Work to complete: The data follows this line. Copy verbatim the line with "walking on path." and each line after it to the end.

Rows of box annotation data:
==============================

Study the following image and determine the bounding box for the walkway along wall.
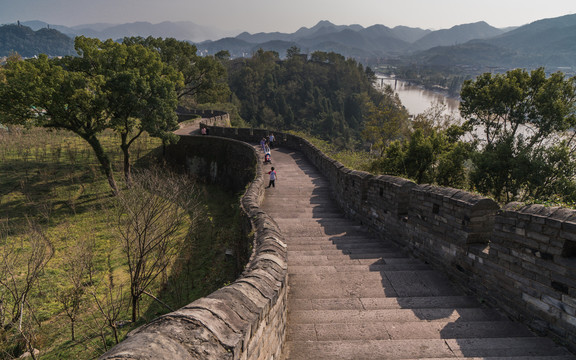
[210,127,576,351]
[100,136,287,360]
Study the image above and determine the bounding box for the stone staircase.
[263,149,576,360]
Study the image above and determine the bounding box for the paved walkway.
[263,149,576,360]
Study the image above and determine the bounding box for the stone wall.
[210,127,576,351]
[100,136,288,360]
[176,107,230,127]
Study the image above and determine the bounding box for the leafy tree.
[227,48,386,147]
[114,169,199,322]
[460,68,576,201]
[0,37,181,194]
[370,106,472,188]
[70,36,182,186]
[0,55,118,193]
[362,86,409,156]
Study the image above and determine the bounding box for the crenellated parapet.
[210,127,576,350]
[100,136,288,360]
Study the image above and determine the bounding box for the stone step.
[277,225,368,237]
[286,234,382,247]
[287,241,397,253]
[287,320,534,341]
[288,256,413,267]
[288,263,430,276]
[288,249,394,257]
[286,337,570,360]
[288,295,480,311]
[288,308,507,325]
[266,211,342,221]
[289,270,458,298]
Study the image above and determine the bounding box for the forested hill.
[0,25,76,57]
[228,48,401,148]
[412,14,576,69]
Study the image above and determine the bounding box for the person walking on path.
[266,166,277,189]
[268,133,276,149]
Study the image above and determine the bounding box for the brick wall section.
[487,203,576,348]
[210,127,576,351]
[100,136,288,360]
[176,107,230,126]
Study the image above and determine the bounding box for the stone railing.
[210,127,576,351]
[176,107,230,127]
[100,136,288,360]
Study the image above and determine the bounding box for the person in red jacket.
[266,166,277,189]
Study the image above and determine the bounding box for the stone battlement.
[211,127,576,351]
[101,126,576,359]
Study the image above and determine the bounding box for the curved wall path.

==============================

Task result:
Study the image above and determine the bounding box for the person walking on path.
[266,166,277,189]
[268,133,276,149]
Study the image above and determine the bounding box for the brick wall section.
[487,203,576,348]
[210,127,576,351]
[100,136,288,360]
[176,107,230,126]
Study the image above and determine the bounding box for the stone railing.
[210,127,576,351]
[176,107,230,127]
[100,136,288,360]
Study the image above and determine the bounding box for the person in red jacket.
[266,166,277,189]
Study the image above and determine the bounding box for the stone battlement.
[211,127,576,351]
[101,126,576,359]
Study the image above and determine the bounding box for the curved wall path.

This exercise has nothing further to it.